[A run of records]
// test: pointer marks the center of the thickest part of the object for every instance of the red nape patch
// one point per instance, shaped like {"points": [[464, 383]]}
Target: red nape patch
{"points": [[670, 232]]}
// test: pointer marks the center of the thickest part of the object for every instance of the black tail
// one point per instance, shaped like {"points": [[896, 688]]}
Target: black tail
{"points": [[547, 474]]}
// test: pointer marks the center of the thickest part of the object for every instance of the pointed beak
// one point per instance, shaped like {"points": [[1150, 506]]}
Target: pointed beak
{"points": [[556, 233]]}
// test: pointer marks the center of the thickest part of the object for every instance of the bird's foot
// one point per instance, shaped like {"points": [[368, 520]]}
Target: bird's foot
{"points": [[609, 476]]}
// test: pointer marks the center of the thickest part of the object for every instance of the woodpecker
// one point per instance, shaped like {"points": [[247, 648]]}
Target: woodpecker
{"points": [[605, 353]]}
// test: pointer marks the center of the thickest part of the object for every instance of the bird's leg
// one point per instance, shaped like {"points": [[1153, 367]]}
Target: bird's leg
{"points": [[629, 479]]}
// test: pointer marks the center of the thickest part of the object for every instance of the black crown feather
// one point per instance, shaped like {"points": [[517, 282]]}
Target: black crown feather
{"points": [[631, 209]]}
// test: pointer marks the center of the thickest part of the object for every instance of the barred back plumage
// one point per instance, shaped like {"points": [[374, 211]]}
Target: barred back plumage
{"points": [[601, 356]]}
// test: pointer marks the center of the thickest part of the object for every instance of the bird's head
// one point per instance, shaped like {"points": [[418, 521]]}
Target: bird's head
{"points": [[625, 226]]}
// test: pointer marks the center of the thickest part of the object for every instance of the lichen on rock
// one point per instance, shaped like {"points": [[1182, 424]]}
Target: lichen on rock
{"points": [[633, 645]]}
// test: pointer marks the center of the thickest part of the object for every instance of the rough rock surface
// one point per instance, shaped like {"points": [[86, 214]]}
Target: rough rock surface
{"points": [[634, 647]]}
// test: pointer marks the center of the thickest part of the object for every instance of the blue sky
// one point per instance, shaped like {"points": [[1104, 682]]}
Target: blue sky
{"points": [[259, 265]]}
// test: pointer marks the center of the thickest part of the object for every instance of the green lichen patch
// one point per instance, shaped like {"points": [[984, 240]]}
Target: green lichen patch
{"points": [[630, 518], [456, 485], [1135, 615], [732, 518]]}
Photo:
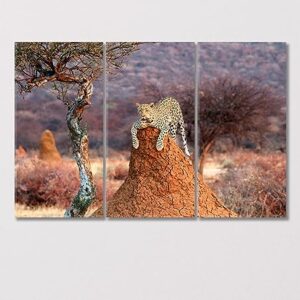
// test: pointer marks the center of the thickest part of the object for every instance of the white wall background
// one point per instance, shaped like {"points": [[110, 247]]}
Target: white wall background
{"points": [[147, 259]]}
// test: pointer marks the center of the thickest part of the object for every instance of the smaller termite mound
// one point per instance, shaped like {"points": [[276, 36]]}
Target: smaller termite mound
{"points": [[48, 151], [20, 152]]}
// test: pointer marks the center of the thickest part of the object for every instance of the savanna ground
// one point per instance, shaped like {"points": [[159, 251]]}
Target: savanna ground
{"points": [[253, 184], [46, 190]]}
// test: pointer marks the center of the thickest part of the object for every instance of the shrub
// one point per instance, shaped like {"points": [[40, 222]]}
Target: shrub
{"points": [[41, 184]]}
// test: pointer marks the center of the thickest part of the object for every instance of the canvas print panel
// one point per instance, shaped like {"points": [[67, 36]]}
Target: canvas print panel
{"points": [[242, 117], [150, 100], [58, 120]]}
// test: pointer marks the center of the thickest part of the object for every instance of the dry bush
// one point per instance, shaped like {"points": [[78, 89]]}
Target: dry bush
{"points": [[39, 184], [254, 184]]}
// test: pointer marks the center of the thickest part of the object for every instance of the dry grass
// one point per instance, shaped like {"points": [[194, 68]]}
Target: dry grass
{"points": [[252, 184], [46, 190]]}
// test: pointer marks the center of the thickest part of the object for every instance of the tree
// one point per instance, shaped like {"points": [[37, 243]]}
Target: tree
{"points": [[70, 69], [235, 109]]}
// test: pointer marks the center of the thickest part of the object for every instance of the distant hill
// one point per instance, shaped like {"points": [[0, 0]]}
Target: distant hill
{"points": [[41, 110], [155, 69]]}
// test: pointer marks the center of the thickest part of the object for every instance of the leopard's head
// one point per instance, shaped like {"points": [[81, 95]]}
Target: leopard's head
{"points": [[146, 112]]}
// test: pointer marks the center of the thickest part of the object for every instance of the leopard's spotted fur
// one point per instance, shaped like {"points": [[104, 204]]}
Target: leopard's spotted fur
{"points": [[165, 115]]}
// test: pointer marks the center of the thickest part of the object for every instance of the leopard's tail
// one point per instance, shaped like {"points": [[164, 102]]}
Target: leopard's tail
{"points": [[182, 132]]}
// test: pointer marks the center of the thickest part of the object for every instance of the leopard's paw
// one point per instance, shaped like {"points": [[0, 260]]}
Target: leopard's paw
{"points": [[135, 143]]}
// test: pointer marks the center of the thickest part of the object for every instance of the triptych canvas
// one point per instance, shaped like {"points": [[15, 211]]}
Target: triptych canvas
{"points": [[150, 130]]}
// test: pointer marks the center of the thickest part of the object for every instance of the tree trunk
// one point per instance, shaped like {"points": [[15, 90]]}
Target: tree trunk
{"points": [[80, 145]]}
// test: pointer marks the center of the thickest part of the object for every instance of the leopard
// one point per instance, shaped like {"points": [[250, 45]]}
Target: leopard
{"points": [[166, 115]]}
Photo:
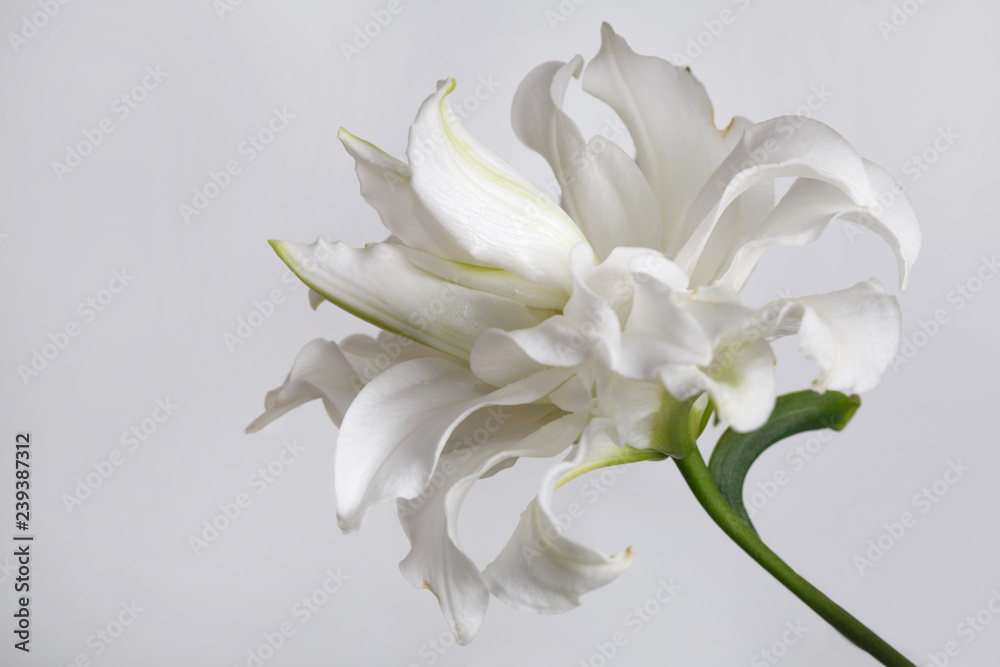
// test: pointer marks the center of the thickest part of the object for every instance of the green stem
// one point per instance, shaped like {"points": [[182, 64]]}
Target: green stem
{"points": [[696, 475]]}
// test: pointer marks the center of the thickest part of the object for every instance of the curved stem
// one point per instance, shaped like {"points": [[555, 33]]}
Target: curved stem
{"points": [[696, 475]]}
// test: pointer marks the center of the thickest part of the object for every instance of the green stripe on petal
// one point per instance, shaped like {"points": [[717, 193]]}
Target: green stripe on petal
{"points": [[379, 285]]}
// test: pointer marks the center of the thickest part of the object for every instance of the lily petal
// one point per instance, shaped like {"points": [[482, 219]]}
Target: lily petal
{"points": [[740, 381], [320, 370], [383, 454], [670, 117], [602, 188], [852, 334], [541, 570], [589, 327], [810, 205], [780, 147], [495, 281], [482, 203], [436, 561], [380, 286], [385, 185]]}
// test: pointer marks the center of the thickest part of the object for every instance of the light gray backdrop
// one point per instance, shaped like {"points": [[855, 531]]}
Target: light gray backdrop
{"points": [[154, 299]]}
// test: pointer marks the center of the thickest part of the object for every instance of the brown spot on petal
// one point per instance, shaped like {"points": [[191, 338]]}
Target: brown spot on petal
{"points": [[430, 588]]}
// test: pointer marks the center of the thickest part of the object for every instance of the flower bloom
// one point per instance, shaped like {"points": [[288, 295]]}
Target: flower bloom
{"points": [[518, 327]]}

_EXERCISE_: Repeat all of the data above word for word, minus the pictures.

_RESULT OF THE TASK_:
// test: pointer marks the center of the thickest part of the object for every instance of the red nape patch
// one point per instance, shaped like {"points": [[464, 383]]}
Target: red nape patch
{"points": [[670, 232]]}
// test: pointer marks the center of the thickest part of the object for every instance of the black tail
// one point per instance, shaped like {"points": [[896, 688]]}
Target: black tail
{"points": [[547, 474]]}
// test: pointer marks the center of the thickest part of the object for every instance of the pointed beak
// one point per instance, shaped like {"points": [[1150, 506]]}
Target: pointed beak
{"points": [[556, 233]]}
// test: pointer marks the center of the thickest part of the object for every instance of the bird's foot
// one point per instance, shaped like {"points": [[368, 520]]}
Target: bird's foot
{"points": [[609, 476]]}
// test: pointer marks the center of the thickest part of the object for every instance of the woodpecker
// one point per instance, shaped like {"points": [[247, 648]]}
Target: woodpecker
{"points": [[605, 353]]}
// test: pointer marks the center of the thickest part of the object for every instance of the bird's leg
// one point per instance, shaped like {"points": [[1153, 367]]}
Target: bird's leg
{"points": [[629, 479]]}
// test: pointer marks the center of the thickest part of the object for every instance of the black crown feather
// one point per instance, shaped like {"points": [[517, 282]]}
Target: black crown feather
{"points": [[631, 209]]}
// test: pointer marks the center of the thickest part of the object for every instance of the barred back plumage
// one point per instance, shaped like {"points": [[374, 211]]}
Target: barred back plumage
{"points": [[601, 356]]}
// test: pointer marks the center of the thickest part of the object for every instance of the bird's head
// one point per instance, shaped like {"points": [[418, 521]]}
Target: bird's head
{"points": [[625, 226]]}
// test: pointer marks the center of the thickest part of the object for every instance of the lichen on rock
// one point per instance, shaped like {"points": [[1182, 424]]}
Target: lichen on rock
{"points": [[633, 645]]}
// test: pointer marks the center of the thickest part of the object for every instance of the rough rock surface
// one point per instance, shaped like {"points": [[86, 214]]}
Target: rough rock surface
{"points": [[634, 647]]}
// test: pointer marks the center of the thickest part of the object for every instance of the blue sky
// one point per instance, shaped like {"points": [[1104, 682]]}
Target: blue sky
{"points": [[259, 265]]}
// test: pointer marks the center of the thickest part of the object for every instance of the green lichen patch
// one point per instance, shaped like {"points": [[984, 240]]}
Target: green lichen patch
{"points": [[630, 518], [456, 485], [1135, 615], [732, 518]]}
Photo:
// test: pointer marks the center of the thickest part of the object for every instance of the white wall background
// one point per instance, shaped like {"points": [[110, 247]]}
Target: white wall background
{"points": [[147, 259]]}
// test: pointer marks the center of the thickest part of the object for every instance of the smaller termite mound
// one point per instance, shaped like {"points": [[276, 36]]}
Target: smaller termite mound
{"points": [[48, 151], [20, 152]]}
// test: pointer marks the center of the thickest part of the object for every instance of the savanna ground
// one point per instance, shaped like {"points": [[159, 251]]}
Target: savanna ground
{"points": [[253, 184], [46, 190]]}
// test: pointer marks the center of the thickest part of the object for every instance of the shrub
// one point per instance, shaped like {"points": [[40, 222]]}
Target: shrub
{"points": [[41, 184]]}
// test: pointer marks the center of the thickest part of the object for every instance of the canvas print panel
// one point per instance, shaped like {"points": [[67, 36]]}
Target: canvas print panel
{"points": [[242, 117], [150, 100], [58, 120]]}
// test: pointer marks the center of the thickest part of the object for every instance of the dry bush
// one point per instance, shaped like {"points": [[78, 89]]}
Target: dry bush
{"points": [[39, 184], [254, 184]]}
// test: pointer marks the center of the thickest part of the object for every instance of the dry grass
// one point per instance, shaped like {"points": [[194, 68]]}
Target: dry grass
{"points": [[252, 184], [46, 190]]}
// test: pointer marks the center of the thickest part of the object for every instance of the tree
// one point per instance, shaped like {"points": [[37, 243]]}
Target: tree
{"points": [[70, 69], [235, 109]]}
// test: pointer marks the center of the thickest part of the object for every instance of the distant hill
// one point per instance, shaped like {"points": [[0, 0]]}
Target: distant hill
{"points": [[41, 110], [155, 69]]}
// test: pointer marks the center of the thickest part of the object for every instance of the leopard's head
// one point per instance, shaped like {"points": [[81, 95]]}
Target: leopard's head
{"points": [[146, 112]]}
// test: pointer marks the center of the thickest part of the object for every instance of the leopard's spotted fur
// one point per instance, shaped like {"points": [[104, 204]]}
Target: leopard's spotted fur
{"points": [[165, 115]]}
// test: pointer marks the center of the thickest part of the object for every instance of the leopard's tail
// one point per instance, shaped like {"points": [[164, 102]]}
Target: leopard's tail
{"points": [[182, 132]]}
// test: pointer marks the center of the thickest part of the object for every instance of the leopard's paw
// one point per instance, shaped like {"points": [[0, 260]]}
Target: leopard's paw
{"points": [[135, 143]]}
// test: pointer marks the center of the thickest part of the object for every instance of the triptych canvas
// one point per instance, shaped like {"points": [[15, 211]]}
Target: triptych canvas
{"points": [[150, 130]]}
// test: pointer marks the center of the thickest part of the object for every instance of the tree trunk
// one point per instance, shaped like {"points": [[15, 90]]}
Target: tree trunk
{"points": [[80, 145]]}
// test: pointer marks the center of the thickest part of the object for every instance of the leopard
// one point per instance, shaped like {"points": [[250, 45]]}
Target: leopard
{"points": [[166, 115]]}
Photo:
// test: pointer marks the center of the thickest part of the object for every instance of the green stem
// one point per instance, shaped like {"points": [[182, 64]]}
Target: green stem
{"points": [[696, 475]]}
// test: pointer marks the center of the thickest part of the object for every instance of the curved stem
// one point per instance, shaped like {"points": [[555, 33]]}
Target: curved stem
{"points": [[696, 475]]}
// test: pointer marks the center of the thickest part of the object for every instance of the green stripe on petal
// one point per instance, shaped like {"points": [[717, 193]]}
Target: green stripe on petal
{"points": [[379, 285]]}
// test: pointer marks the center of the thickest part of the object for every instance of the lily petal
// one point per instance, shaped like {"points": [[482, 219]]}
Target: lily petal
{"points": [[740, 381], [320, 370], [383, 454], [670, 117], [602, 188], [852, 334], [541, 570], [589, 327], [810, 205], [780, 147], [495, 281], [482, 203], [436, 561], [380, 286], [385, 185]]}
// test: pointer marks the center of the thickest part of the object for every instance of the light gray backdrop
// one point per instance, shaped like {"points": [[855, 531]]}
Target: light gray backdrop
{"points": [[154, 299]]}
// test: pointer marks the center of the thickest part of the object for every instance of the brown spot on petal
// one point per instance, shaped like {"points": [[191, 338]]}
Target: brown spot on petal
{"points": [[430, 588]]}
// test: pointer marks the center of the thickest part of the object for every instance of the flower bloom
// one point per instance, shaped like {"points": [[288, 295]]}
Target: flower bloom
{"points": [[518, 327]]}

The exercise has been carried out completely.